### Task prompt
Turn everything in the material below, from the line containing "TARGET = car window" down to the end, into a numbered list with one line per item and no blank lines.
++++ Working data
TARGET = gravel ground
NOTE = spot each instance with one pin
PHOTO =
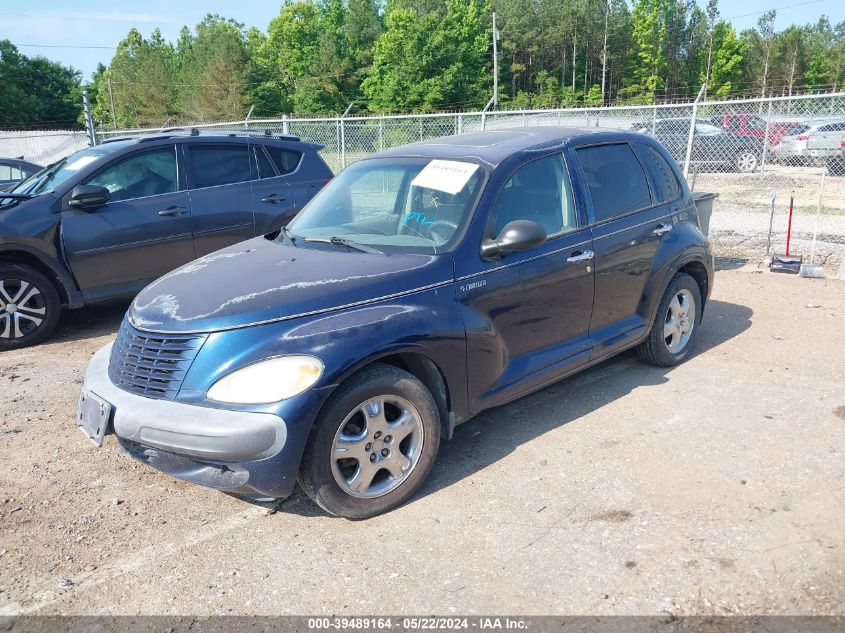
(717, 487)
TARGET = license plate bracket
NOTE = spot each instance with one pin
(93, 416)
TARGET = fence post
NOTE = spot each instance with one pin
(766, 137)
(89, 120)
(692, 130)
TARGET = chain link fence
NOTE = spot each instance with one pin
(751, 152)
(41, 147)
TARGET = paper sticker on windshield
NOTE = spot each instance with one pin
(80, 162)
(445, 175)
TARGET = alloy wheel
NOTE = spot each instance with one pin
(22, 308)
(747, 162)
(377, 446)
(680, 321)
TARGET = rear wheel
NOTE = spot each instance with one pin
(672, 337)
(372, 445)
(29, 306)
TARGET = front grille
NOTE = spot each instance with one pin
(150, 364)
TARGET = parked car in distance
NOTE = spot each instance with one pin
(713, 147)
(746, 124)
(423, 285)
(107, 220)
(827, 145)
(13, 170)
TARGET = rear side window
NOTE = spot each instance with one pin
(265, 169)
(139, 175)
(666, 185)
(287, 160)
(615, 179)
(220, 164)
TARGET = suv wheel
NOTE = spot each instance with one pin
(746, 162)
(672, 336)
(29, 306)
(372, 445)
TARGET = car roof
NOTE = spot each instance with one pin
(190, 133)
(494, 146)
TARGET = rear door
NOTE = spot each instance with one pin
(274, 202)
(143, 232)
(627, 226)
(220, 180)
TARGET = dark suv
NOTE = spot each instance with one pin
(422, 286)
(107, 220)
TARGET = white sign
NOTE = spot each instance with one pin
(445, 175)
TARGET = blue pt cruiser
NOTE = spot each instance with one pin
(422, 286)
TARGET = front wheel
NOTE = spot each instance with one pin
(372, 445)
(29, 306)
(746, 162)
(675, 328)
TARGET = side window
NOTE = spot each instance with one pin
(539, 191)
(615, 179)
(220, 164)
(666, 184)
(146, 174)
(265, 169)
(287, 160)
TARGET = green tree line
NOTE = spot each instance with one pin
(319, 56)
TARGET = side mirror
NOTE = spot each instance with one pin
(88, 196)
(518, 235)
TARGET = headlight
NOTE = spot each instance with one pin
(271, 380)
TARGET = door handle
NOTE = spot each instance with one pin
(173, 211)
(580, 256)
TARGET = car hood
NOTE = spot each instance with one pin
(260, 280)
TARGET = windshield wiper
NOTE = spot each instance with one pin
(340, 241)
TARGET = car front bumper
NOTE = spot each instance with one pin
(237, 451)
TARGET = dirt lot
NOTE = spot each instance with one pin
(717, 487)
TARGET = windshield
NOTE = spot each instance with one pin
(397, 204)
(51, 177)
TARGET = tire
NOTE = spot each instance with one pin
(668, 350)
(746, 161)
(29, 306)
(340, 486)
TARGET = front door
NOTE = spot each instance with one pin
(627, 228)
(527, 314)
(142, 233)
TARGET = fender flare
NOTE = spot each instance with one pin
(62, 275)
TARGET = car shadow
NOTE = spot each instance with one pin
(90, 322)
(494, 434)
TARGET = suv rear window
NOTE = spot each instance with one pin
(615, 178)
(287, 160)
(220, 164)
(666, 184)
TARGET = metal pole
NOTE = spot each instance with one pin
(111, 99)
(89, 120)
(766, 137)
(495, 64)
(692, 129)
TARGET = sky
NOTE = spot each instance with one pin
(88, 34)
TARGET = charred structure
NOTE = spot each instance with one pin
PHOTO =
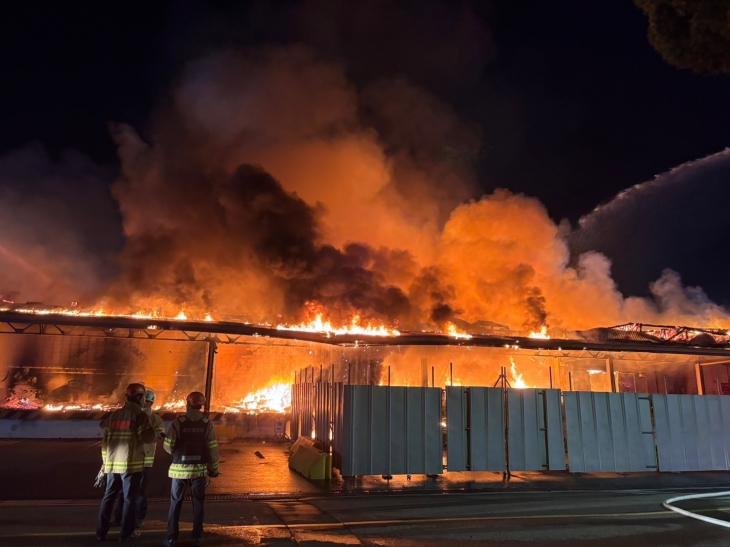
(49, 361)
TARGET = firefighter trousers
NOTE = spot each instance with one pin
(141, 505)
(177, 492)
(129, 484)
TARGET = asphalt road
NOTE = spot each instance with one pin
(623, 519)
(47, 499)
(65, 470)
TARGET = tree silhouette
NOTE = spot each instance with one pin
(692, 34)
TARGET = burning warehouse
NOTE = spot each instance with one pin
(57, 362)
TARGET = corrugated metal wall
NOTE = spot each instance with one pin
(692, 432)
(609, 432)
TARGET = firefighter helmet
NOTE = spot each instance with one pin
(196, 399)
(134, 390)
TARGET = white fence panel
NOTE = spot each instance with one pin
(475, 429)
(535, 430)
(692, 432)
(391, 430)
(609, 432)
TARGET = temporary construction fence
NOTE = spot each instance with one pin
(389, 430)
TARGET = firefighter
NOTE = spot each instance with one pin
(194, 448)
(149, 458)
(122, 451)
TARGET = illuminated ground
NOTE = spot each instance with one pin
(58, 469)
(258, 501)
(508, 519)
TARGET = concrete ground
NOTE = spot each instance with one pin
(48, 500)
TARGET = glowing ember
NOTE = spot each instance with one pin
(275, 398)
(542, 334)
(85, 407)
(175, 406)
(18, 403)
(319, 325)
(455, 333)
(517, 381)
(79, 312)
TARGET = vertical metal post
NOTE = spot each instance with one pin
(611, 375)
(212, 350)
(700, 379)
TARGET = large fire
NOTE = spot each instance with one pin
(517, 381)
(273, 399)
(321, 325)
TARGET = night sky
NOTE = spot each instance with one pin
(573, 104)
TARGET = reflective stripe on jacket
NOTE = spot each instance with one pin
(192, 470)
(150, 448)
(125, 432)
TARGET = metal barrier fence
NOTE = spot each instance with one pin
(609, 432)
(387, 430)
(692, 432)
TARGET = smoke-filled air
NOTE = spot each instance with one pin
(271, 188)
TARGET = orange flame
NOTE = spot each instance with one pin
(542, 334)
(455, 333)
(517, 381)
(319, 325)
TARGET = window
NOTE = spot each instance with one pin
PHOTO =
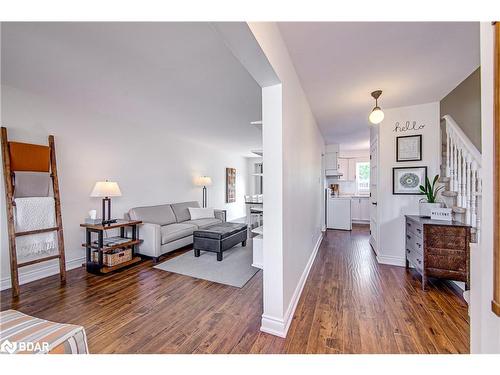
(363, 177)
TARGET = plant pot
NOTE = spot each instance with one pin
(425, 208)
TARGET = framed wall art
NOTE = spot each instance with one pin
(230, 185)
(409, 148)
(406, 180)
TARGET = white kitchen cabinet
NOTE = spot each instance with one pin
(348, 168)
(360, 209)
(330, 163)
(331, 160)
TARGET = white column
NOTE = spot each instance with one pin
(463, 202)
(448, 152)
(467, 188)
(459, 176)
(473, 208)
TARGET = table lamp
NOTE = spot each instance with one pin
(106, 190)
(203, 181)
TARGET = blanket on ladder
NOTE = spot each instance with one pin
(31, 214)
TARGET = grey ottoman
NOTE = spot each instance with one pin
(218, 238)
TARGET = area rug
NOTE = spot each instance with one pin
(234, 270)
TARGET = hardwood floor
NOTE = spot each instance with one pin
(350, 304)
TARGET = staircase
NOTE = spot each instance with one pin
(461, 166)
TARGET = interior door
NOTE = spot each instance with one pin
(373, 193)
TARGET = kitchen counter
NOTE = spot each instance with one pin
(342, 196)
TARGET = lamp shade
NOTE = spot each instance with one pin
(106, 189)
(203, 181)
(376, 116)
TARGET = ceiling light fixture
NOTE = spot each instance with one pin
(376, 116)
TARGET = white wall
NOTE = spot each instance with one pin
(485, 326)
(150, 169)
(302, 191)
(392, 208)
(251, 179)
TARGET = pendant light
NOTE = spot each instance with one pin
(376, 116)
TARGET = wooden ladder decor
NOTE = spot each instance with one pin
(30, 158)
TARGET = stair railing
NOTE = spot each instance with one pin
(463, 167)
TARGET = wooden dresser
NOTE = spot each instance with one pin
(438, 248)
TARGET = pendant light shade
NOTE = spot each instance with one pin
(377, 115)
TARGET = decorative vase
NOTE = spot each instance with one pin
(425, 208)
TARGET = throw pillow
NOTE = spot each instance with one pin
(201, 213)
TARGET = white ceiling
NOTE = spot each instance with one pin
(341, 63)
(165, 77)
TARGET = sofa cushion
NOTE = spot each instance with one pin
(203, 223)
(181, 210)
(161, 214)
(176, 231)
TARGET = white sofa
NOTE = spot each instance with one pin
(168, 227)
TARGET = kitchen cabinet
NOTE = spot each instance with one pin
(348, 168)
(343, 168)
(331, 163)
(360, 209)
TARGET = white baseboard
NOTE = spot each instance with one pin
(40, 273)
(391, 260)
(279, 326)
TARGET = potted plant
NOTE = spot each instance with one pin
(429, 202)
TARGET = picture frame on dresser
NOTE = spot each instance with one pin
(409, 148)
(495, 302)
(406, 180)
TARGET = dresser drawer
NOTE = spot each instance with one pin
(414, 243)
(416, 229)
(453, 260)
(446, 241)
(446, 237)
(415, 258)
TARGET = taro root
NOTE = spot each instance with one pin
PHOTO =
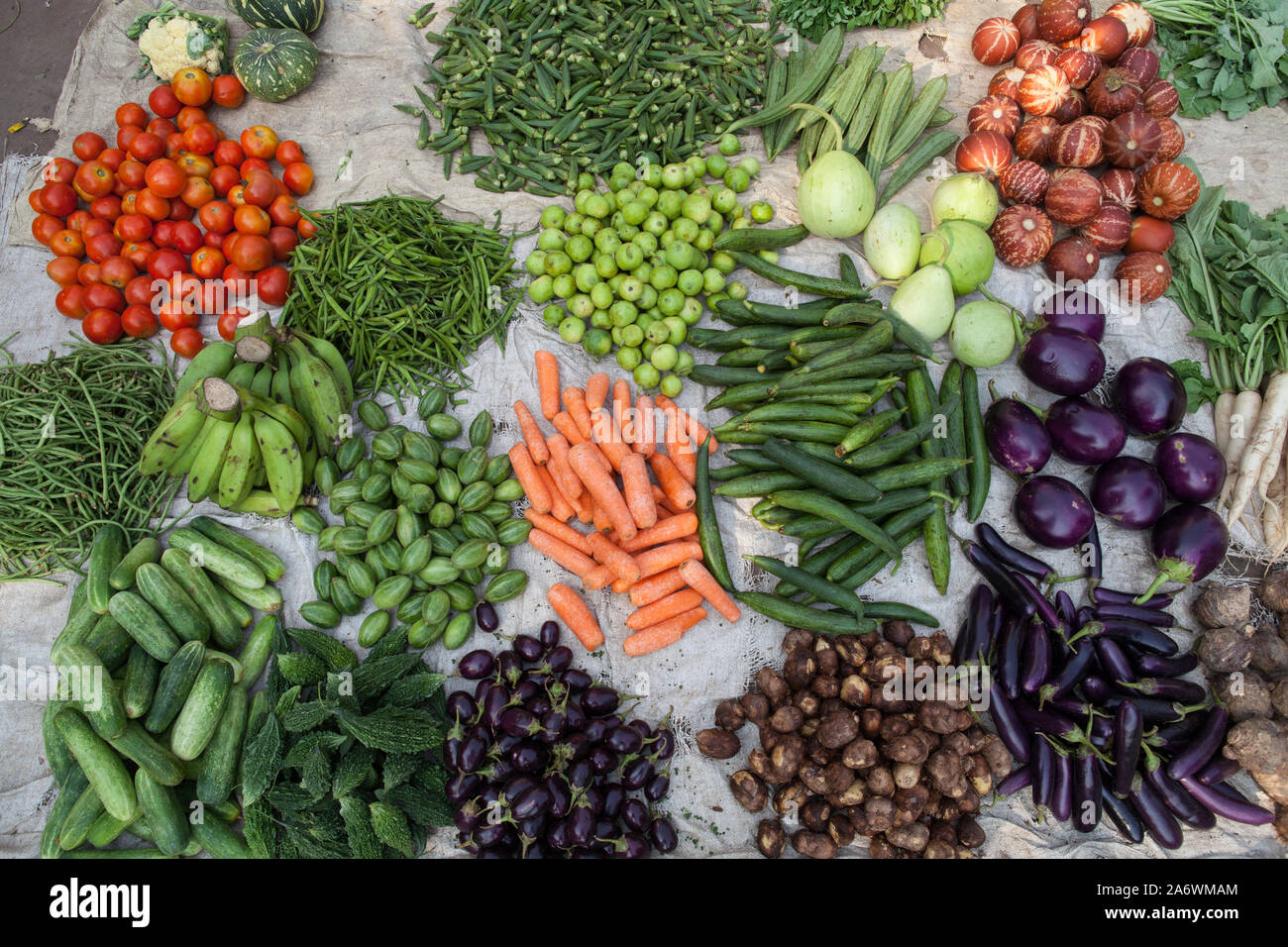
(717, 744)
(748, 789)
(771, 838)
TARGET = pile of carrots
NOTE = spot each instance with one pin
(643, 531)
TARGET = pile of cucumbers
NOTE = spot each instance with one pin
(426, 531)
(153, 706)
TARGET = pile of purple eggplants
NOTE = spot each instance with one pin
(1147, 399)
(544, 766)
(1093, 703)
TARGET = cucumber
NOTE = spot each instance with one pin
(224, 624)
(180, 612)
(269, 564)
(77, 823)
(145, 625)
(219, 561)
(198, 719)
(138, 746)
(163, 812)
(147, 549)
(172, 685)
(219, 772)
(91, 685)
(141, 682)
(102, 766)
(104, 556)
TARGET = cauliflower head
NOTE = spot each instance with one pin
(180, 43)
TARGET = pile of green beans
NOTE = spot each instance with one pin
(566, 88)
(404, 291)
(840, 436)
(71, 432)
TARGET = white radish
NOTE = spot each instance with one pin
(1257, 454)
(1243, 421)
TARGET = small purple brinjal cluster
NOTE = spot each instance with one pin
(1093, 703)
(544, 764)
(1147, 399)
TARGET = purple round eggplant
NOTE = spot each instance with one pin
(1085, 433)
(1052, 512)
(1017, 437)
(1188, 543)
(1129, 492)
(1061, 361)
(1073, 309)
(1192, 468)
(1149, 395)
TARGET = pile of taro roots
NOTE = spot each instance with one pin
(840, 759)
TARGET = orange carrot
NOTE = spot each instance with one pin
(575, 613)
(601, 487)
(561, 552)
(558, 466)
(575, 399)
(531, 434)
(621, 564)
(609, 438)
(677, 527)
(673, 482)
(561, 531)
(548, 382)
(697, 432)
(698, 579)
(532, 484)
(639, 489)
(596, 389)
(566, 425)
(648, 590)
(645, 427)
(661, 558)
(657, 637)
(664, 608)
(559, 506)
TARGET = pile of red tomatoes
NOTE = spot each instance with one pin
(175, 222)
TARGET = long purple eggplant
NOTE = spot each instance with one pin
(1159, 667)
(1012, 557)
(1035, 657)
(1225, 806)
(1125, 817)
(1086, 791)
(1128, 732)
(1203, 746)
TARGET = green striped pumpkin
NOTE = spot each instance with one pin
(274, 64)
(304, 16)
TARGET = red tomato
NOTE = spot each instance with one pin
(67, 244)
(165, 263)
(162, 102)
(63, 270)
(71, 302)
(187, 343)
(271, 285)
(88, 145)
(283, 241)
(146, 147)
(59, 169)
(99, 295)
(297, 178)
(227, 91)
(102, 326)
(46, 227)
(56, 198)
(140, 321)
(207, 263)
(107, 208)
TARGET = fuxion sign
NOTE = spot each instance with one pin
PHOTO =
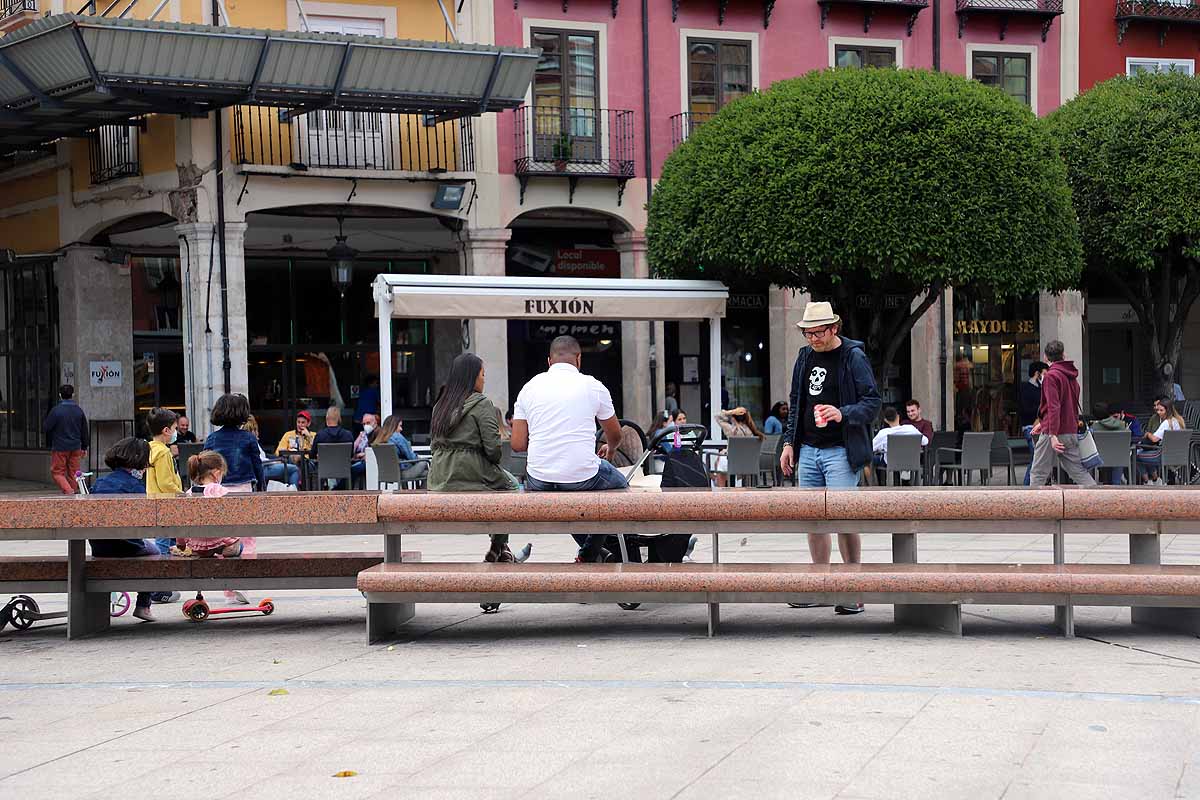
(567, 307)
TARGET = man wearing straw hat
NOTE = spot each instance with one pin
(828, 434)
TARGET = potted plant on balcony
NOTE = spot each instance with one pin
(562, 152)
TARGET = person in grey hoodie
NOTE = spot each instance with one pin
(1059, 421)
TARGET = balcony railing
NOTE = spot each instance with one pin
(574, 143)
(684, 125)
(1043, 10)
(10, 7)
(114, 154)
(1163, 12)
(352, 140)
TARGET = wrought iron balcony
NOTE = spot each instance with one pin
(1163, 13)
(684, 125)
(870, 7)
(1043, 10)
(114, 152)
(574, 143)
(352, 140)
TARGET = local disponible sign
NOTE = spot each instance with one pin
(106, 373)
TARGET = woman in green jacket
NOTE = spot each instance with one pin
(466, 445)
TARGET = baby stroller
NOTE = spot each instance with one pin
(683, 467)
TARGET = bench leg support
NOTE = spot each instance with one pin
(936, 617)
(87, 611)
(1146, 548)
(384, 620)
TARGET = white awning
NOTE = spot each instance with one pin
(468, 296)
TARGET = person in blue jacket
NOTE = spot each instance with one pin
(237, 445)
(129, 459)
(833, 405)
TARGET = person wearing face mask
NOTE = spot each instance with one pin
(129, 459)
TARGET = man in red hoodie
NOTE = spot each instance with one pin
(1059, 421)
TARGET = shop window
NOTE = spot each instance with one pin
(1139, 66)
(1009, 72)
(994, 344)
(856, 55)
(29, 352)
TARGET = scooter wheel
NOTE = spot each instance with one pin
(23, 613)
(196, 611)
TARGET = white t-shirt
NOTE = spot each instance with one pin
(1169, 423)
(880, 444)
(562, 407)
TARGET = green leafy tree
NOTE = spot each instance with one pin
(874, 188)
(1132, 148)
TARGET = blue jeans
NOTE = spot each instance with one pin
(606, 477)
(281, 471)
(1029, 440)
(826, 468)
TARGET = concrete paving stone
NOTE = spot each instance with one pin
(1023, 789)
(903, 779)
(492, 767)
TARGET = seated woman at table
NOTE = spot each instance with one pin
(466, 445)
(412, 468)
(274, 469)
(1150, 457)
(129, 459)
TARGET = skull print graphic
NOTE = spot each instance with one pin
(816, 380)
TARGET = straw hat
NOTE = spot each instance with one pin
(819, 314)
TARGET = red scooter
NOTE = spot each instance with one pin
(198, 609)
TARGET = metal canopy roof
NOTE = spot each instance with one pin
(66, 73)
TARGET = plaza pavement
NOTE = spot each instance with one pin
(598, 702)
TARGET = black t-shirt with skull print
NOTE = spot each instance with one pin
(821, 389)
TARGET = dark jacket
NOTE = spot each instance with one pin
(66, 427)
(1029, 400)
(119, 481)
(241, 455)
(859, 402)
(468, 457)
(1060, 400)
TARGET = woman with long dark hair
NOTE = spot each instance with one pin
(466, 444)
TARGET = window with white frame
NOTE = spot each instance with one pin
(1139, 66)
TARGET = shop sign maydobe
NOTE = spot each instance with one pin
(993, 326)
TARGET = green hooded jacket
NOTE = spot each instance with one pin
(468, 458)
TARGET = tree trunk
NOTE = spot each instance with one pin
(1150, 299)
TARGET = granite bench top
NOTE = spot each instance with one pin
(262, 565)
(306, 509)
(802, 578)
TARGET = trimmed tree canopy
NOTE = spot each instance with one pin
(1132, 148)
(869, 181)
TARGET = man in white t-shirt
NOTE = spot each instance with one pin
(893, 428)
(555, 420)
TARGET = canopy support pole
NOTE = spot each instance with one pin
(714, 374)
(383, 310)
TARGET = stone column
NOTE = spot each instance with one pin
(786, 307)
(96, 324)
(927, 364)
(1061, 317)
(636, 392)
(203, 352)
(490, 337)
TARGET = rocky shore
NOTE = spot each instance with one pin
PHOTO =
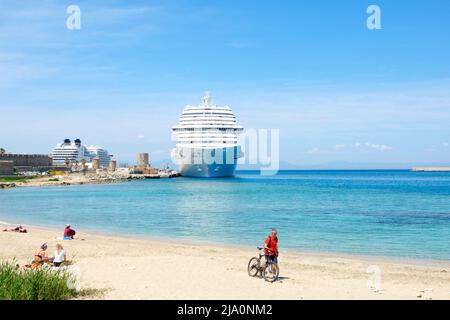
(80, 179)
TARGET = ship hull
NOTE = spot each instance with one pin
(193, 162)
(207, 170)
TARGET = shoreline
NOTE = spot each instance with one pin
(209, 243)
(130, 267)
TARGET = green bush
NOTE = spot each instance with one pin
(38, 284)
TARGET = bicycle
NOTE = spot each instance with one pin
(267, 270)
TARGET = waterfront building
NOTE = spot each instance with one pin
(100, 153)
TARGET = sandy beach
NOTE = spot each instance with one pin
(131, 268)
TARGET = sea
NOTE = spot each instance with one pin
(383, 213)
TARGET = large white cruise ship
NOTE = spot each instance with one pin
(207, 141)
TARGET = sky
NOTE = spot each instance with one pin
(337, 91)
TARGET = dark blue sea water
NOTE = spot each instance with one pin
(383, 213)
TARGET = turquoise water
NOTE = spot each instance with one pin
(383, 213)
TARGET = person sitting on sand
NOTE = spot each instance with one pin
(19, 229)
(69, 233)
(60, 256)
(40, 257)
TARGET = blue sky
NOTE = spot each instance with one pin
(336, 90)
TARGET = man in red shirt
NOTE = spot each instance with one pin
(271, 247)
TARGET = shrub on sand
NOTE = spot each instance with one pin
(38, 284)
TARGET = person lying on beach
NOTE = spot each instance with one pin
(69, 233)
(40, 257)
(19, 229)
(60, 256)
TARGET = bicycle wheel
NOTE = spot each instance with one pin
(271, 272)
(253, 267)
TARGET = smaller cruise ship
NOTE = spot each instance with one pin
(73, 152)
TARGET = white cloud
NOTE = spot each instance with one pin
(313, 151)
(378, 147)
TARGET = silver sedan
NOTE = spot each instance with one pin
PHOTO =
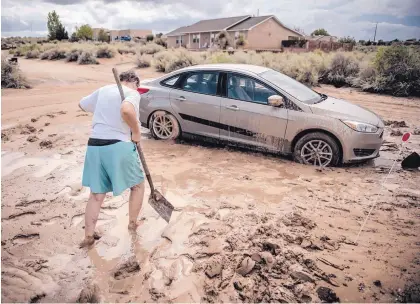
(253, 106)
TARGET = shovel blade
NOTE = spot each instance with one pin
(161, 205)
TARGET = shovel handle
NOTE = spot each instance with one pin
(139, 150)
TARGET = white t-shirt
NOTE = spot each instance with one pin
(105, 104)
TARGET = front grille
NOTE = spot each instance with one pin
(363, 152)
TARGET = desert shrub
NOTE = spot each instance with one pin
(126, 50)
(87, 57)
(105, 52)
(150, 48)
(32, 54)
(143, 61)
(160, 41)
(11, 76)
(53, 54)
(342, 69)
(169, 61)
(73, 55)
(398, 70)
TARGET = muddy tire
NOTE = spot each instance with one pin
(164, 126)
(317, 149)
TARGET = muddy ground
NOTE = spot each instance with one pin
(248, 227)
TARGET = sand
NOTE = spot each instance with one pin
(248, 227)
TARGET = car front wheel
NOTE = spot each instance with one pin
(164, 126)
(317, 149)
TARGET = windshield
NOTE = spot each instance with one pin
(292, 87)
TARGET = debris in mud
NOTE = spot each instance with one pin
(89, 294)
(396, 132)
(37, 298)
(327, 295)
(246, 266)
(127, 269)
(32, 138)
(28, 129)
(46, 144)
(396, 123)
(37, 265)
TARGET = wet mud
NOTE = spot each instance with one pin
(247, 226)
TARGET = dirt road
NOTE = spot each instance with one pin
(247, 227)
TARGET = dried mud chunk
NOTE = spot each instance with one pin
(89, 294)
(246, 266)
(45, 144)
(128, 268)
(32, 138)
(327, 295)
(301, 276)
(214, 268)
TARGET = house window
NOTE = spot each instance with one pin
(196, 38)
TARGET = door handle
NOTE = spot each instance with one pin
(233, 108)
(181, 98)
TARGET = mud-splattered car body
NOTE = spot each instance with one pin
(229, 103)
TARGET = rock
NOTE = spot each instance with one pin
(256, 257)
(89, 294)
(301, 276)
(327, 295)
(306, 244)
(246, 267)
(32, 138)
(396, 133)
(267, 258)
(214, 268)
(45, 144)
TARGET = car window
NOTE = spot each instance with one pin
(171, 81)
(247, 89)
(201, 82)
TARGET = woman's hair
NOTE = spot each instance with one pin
++++++++
### Written solution
1. TARGET = car window
2. NOTE = spot each instance with one pin
3. (171, 81)
4. (247, 89)
5. (201, 82)
6. TARGET = woman's hair
7. NOTE = spot each instance with one pin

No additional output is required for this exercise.